WORK REQUIRED —
Reply with every entry, repeated exactly as given.
# # # # #
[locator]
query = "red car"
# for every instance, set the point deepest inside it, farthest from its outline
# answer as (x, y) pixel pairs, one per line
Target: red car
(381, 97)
# # # # #
SOLUTION FOR THIS PROBLEM —
[locator]
query = "red car"
# for every instance, set the point deepest inside it, farthest from its outline
# answer as (x, y) pixel pairs, one per line
Target: red car
(381, 97)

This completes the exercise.